Task details ->
Print out every line, exactly as written.
_ _ _ _ _ _ _
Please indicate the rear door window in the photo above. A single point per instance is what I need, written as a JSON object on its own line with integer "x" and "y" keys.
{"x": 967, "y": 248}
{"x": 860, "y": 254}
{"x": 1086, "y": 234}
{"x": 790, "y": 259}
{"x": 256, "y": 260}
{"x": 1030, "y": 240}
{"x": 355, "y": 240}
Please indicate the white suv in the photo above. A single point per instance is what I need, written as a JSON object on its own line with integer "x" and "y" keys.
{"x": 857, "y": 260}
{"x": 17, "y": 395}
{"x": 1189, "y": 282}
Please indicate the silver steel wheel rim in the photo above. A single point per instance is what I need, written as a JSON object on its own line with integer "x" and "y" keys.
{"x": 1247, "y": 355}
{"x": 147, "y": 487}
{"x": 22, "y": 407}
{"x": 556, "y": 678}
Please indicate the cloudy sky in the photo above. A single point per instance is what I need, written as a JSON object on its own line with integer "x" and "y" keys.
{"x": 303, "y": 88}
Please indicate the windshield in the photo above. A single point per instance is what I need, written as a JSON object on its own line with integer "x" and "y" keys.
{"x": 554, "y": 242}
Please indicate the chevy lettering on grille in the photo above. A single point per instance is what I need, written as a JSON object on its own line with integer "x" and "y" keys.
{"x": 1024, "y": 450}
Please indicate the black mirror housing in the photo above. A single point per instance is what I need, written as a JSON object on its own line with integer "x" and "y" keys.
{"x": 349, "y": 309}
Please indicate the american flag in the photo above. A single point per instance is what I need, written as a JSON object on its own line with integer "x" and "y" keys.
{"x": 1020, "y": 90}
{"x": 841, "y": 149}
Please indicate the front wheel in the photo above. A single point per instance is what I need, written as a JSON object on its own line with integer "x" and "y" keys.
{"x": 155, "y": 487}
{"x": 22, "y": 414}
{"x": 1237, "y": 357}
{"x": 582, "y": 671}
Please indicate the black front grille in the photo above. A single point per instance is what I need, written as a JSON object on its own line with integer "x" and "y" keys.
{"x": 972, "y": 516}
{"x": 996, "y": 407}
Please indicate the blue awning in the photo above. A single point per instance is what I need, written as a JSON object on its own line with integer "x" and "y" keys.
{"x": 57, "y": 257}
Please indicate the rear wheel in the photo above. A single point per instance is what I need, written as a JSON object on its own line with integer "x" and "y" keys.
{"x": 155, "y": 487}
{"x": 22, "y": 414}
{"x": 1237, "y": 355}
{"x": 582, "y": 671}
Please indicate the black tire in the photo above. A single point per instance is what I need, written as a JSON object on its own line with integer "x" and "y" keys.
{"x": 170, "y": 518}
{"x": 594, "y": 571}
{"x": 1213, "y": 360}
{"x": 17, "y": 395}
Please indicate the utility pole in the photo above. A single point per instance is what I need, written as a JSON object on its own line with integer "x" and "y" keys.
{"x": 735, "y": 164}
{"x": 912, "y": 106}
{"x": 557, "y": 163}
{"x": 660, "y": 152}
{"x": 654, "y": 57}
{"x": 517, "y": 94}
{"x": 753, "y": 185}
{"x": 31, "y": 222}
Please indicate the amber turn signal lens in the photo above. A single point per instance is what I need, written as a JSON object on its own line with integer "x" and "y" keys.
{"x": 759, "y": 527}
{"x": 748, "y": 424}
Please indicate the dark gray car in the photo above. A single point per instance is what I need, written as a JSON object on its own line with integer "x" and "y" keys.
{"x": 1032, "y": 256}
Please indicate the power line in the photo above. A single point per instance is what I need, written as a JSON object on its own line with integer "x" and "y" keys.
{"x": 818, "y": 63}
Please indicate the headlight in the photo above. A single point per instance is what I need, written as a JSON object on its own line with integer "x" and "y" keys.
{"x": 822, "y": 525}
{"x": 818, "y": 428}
_ _ _ _ _ _ _
Reply ->
Please indicate the rear door window in the photo above. A single point per instance is what I need, written as a JSON object on its own line with integer "x" and "y" keys.
{"x": 967, "y": 248}
{"x": 860, "y": 254}
{"x": 1086, "y": 234}
{"x": 790, "y": 259}
{"x": 256, "y": 260}
{"x": 1030, "y": 240}
{"x": 355, "y": 240}
Please indicate the white suv in the photo above. A single point per instance is what I need, written as a JSON object on its own line with integer "x" and "y" keys.
{"x": 857, "y": 260}
{"x": 17, "y": 395}
{"x": 1189, "y": 282}
Please indicate the silver steel wheel rim in the photo above. A single point per instance is what I need, written as a JSON object on its own line with integer "x" and "y" keys.
{"x": 1247, "y": 355}
{"x": 147, "y": 487}
{"x": 22, "y": 407}
{"x": 556, "y": 678}
Please indicate the cloudy sky in the photo above. A single point per instance is what I need, written as a JSON object on its own line with integer "x" and "y" keys.
{"x": 303, "y": 88}
Please indicate the windshield in the photo above. A single point per instance is what I need, written as a JSON object on its own line with integer "x" and "y" keys.
{"x": 554, "y": 242}
Please indicate the chevy lettering on grille in the photo above. A single point per instance is what I need, written as a JSON object on its own line with integer "x" and "y" keys.
{"x": 1024, "y": 450}
Please indicate the black mirror housing in the photo above. A single point per instance is what I need, written as a JSON object on its own line with integer "x" and "y" keys.
{"x": 349, "y": 309}
Please indicate the american flag in the photo above. A single point per instance is what I need, written as a JSON object on its own line with integer "x" and "y" keys.
{"x": 1020, "y": 90}
{"x": 841, "y": 149}
Please indicate the front wheel in the photo above. A single point per instance is what I need, written as a JSON object on its own line with integer "x" and "y" keys.
{"x": 155, "y": 487}
{"x": 22, "y": 414}
{"x": 1237, "y": 357}
{"x": 582, "y": 671}
Please indicate the black front grille in the photo above. A single point per instance is what I need, written as a JSON object on its own line with integer "x" and "y" keys.
{"x": 972, "y": 516}
{"x": 996, "y": 407}
Please indicate the blue awning in the photo above. A single point per instance is what I need, written as a JSON object on its own line with integer "x" and "y" keys.
{"x": 57, "y": 257}
Please indicate the rear wheel in the photo above. A single point per instance is what I need, written as a JSON object on its own line with integer "x" and "y" keys.
{"x": 155, "y": 487}
{"x": 22, "y": 414}
{"x": 1237, "y": 355}
{"x": 582, "y": 671}
Please indicate the black tire in the photo above. A single point per instance is what I need, written as a JSON object on its own line with integer "x" and "y" keys.
{"x": 170, "y": 518}
{"x": 594, "y": 571}
{"x": 1213, "y": 360}
{"x": 17, "y": 395}
Please indicate the utility pole in the photo above. A single point per instance is what I need, written as a JSON object on its own line with integer "x" and "y" keys.
{"x": 735, "y": 164}
{"x": 912, "y": 106}
{"x": 557, "y": 163}
{"x": 660, "y": 152}
{"x": 654, "y": 57}
{"x": 517, "y": 94}
{"x": 753, "y": 185}
{"x": 31, "y": 222}
Please indicate the amber turn signal lens in the photo above. A single point per instance is what I need, written as a JSON object on its own line with integer "x" and "y" keys.
{"x": 759, "y": 527}
{"x": 748, "y": 424}
Please indicate the dark gray car in the photo above. A single point per instance is what I need, written as a JSON object on its own line with integer "x" and "y" keys.
{"x": 1032, "y": 256}
Please indicate the power line in the photo above. A single point per instance is what I need, written as a JSON object on its own line with integer "x" and "y" keys.
{"x": 818, "y": 63}
Please indicate the headlight in the photo above. A single point per instance is what I need, written as a JSON object on its own line with integer "x" and "y" keys.
{"x": 822, "y": 525}
{"x": 818, "y": 428}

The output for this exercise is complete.